■ **TASK BRIEF**
Can you copy every one of the rows below verbatim, line for line, without changing anything?

■ **AVAILABLE DATA**

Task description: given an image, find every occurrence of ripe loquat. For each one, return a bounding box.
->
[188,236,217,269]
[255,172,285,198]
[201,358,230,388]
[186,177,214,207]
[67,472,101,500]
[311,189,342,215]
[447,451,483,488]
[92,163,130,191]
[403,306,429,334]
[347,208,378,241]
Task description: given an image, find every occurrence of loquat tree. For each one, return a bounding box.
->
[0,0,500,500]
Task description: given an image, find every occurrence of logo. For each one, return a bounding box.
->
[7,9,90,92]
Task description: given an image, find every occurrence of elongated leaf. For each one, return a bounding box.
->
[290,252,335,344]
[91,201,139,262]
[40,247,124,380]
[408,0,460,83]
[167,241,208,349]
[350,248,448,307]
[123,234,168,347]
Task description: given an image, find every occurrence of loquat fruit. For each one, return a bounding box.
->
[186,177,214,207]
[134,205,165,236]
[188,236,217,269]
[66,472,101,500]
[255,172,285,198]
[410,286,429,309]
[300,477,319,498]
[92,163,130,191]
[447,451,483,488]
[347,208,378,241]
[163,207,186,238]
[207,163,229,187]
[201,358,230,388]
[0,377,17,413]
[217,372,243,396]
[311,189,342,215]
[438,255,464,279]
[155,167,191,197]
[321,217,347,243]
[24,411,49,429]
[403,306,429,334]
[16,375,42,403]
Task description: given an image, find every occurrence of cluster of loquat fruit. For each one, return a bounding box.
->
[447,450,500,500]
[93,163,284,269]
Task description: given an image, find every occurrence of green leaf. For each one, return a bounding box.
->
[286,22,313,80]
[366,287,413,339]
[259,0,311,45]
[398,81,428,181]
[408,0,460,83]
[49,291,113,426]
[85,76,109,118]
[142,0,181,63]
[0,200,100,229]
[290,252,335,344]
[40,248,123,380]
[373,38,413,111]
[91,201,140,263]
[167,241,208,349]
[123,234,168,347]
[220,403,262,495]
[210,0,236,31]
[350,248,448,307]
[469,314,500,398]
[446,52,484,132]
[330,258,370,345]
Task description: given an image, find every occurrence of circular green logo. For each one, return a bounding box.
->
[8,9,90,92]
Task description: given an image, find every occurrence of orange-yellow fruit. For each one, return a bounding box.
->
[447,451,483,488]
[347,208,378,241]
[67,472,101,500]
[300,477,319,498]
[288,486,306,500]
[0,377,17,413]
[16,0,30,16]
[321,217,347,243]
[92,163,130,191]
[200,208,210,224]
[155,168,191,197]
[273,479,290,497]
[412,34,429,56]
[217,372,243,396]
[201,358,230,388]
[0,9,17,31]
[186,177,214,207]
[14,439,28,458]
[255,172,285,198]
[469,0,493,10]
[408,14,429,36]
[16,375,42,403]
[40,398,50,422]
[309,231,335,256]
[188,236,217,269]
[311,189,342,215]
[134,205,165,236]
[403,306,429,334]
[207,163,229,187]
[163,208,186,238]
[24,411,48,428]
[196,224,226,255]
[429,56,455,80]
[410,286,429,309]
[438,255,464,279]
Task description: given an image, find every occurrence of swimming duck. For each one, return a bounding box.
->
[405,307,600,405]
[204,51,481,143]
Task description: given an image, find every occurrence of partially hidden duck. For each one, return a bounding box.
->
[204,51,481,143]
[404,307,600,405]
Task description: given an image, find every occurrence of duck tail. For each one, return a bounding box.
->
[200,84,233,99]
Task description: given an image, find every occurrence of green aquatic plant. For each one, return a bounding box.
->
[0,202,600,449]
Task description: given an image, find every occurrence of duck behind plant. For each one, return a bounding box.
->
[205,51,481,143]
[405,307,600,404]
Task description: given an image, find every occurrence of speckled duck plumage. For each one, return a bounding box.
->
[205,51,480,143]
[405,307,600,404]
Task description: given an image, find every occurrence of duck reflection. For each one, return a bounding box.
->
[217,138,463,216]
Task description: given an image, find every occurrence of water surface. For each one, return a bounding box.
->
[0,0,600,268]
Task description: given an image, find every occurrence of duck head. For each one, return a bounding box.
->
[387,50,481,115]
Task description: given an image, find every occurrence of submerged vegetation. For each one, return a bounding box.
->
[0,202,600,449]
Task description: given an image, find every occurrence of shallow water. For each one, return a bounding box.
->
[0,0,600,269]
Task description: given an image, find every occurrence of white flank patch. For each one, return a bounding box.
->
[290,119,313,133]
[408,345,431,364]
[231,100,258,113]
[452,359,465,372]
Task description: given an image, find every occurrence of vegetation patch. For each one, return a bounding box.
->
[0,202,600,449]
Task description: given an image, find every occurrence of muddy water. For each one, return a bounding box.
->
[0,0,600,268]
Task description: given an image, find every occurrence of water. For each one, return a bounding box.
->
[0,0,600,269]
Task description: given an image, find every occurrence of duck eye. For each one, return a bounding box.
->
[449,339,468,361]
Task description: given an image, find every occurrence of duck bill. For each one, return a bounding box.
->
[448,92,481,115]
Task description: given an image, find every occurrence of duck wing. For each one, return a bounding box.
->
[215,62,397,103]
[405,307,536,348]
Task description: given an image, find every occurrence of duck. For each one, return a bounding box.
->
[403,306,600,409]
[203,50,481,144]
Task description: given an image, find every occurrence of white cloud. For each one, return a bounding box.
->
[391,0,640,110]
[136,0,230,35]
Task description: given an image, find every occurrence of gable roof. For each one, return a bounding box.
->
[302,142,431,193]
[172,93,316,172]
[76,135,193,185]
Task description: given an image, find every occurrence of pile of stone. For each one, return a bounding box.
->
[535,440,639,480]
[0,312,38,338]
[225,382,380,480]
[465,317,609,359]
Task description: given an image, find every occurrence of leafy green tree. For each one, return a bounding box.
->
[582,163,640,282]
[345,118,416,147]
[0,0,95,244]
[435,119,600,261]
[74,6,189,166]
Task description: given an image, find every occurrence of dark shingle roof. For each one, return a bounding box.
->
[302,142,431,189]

■ **RESPONSE FOR THIS EXERCISE**
Task description: given an image, find every occurrence of ripe loquat. For each one, return a bounding box.
->
[188,236,217,269]
[255,172,285,198]
[201,358,230,388]
[186,177,214,207]
[67,472,101,500]
[311,189,342,215]
[447,451,483,488]
[92,163,130,191]
[403,306,429,334]
[347,208,378,241]
Task description: given an image, find every occurrence of loquat tree. For each one, return a bounding box.
->
[0,0,500,500]
Task description: given an image, find every occurrence of logo. For each one, return a bounding box.
->
[7,9,90,92]
Task description: given an image, find every occurrence of elongated leaf. For each one, return a bounding box.
->
[290,252,335,344]
[91,201,139,262]
[40,247,124,380]
[408,0,460,83]
[167,241,208,349]
[350,248,448,307]
[123,234,168,347]
Task description: given an image, find every occurrence of loquat fruit. For each one, return a bounding box.
->
[186,177,214,207]
[134,205,165,236]
[188,236,217,269]
[66,472,101,500]
[255,172,285,198]
[410,286,429,309]
[300,477,319,498]
[92,163,130,191]
[447,451,483,488]
[347,208,378,241]
[163,207,186,238]
[207,163,229,187]
[201,358,230,388]
[0,377,17,413]
[217,372,243,396]
[311,189,342,215]
[438,255,464,279]
[155,167,191,197]
[321,217,347,243]
[24,411,49,429]
[403,306,429,334]
[16,375,42,403]
Task description: given an image, find every occurrence of cluster of loquat fruit. For each one, return a bounding box.
->
[447,450,500,500]
[93,163,284,269]
Task description: given an image, find every occurrence of green leaf. For each one, return a bounding box.
->
[286,22,313,80]
[366,287,413,339]
[259,0,311,45]
[398,81,428,181]
[408,0,460,83]
[49,291,113,426]
[85,76,109,118]
[142,0,181,63]
[0,200,100,229]
[290,252,335,344]
[40,248,123,380]
[373,38,413,111]
[91,201,140,263]
[167,241,208,349]
[123,234,168,347]
[220,403,262,495]
[210,0,236,31]
[350,248,448,307]
[469,314,500,398]
[446,52,484,132]
[330,258,370,345]
Task description: given an image, find every occurrence of circular green logo. For each one, return a bounding box.
->
[8,9,90,92]
Task description: given an image, find every occurrence of orange-yellow fruit. For each one, return a bounding box.
->
[447,451,483,488]
[347,208,378,241]
[67,472,101,500]
[300,477,319,498]
[288,486,306,500]
[0,377,17,413]
[16,0,30,16]
[321,217,347,243]
[92,163,130,191]
[200,208,210,224]
[155,168,191,197]
[273,479,290,497]
[412,34,429,56]
[217,372,243,396]
[201,358,230,388]
[0,9,17,31]
[186,177,214,207]
[14,439,28,458]
[255,172,285,198]
[469,0,493,10]
[408,14,429,36]
[16,375,42,403]
[40,398,50,422]
[309,231,335,256]
[188,236,217,269]
[311,189,342,215]
[134,205,165,236]
[403,306,429,334]
[207,163,229,187]
[163,208,186,238]
[24,411,48,428]
[196,224,226,255]
[429,56,455,80]
[410,286,429,309]
[438,255,464,279]
Task description: given an image, find every occurrence of swimming duck. For each one, return a bounding box.
->
[405,307,600,405]
[204,51,481,143]
Task description: given an image, find every occurrence of partially hidden duck. For each one, return a bounding box.
->
[204,51,481,143]
[404,307,600,405]
Task description: given an image, find every occurrence of duck tail. For each one, return a bounding box.
->
[200,84,233,99]
Task description: given an image, find every occurrence of green aquatic plant. For each one, return a bounding box.
->
[0,202,600,449]
Task description: given an image, find every occurrence of duck behind plant. For each one, return a bounding box.
->
[205,51,481,143]
[405,307,600,404]
Task description: given an image, find every occurrence of speckled duck plumage. For each one, return a bounding box.
->
[205,51,480,143]
[405,307,600,404]
Task description: given an image, find every occurrence of duck reflection. For each one, return a bounding box.
->
[217,138,463,216]
Task description: given an image, find every occurrence of water surface. For each one, return a bounding box.
->
[0,0,600,268]
Task description: given an image, find every occurrence of duck head. For each one, return a bounding box.
->
[387,50,481,115]
Task description: given an image, find every occurrence of submerged vegetation. For each one, return a bounding box.
->
[0,202,600,449]
Task description: given an image, find every occurrence of shallow water. For each one, return a bounding box.
->
[0,0,600,269]
Task description: given an image, find every occurrence of white flank patch. For each one, return a bounding box.
->
[290,119,313,133]
[408,345,431,364]
[231,100,258,113]
[452,359,465,372]
Task description: given an image, find every occurrence of vegetation patch. For each one, return a bounding box.
->
[0,202,600,449]
Task description: given an image, find every occurrence of muddy water. For each one, return a bounding box.
->
[0,0,600,268]
Task description: given an image, find every occurrence of water. For each one, return a bounding box.
->
[0,0,600,269]
Task description: given an image, find every occurrence of duck eye. For each one, return a bounding box.
->
[449,339,468,361]
Task description: given an image, find every occurrence of duck bill. For each one, return a bounding box.
->
[448,92,481,115]
Task description: given an image, find every occurrence of duck wing. For each one, return a bounding box.
->
[215,62,397,103]
[405,307,536,348]
Task description: given an image, find every occurrence of duck. For each one, return a bounding box.
->
[403,306,600,409]
[203,50,481,144]
Task description: given an image, find every occurrence of white cloud. For each one, return a bounding box.
->
[391,0,640,110]
[136,0,230,35]
Task description: given an image, find every occurrence of gable roof. For each one, return a bounding box.
->
[302,142,431,193]
[172,93,316,172]
[76,135,193,185]
Task description: given an image, find every occurrence of pile of stone. For each one, return a bounding box.
->
[535,440,639,480]
[0,312,38,338]
[225,382,380,480]
[465,317,609,359]
Task description: given an image, find every occurrence of leafy green tree. For each one, return a bounding box.
->
[582,163,640,282]
[345,118,416,147]
[0,0,95,244]
[435,119,600,261]
[74,6,189,166]
Task description: given an image, find every occurrence of dark shingle roof. For each one, return a bounding box.
->
[302,142,431,189]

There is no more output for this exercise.